__Try it__.
Restate, word for word, every line of the data.
[Task data]
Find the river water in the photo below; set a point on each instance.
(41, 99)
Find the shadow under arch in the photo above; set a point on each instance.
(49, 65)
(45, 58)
[/Task data]
__Output for this task__.
Find the river water in the photo below; set a point on each instance.
(41, 99)
Find the shadow under arch in the photo above; set a point on each instance.
(49, 65)
(45, 58)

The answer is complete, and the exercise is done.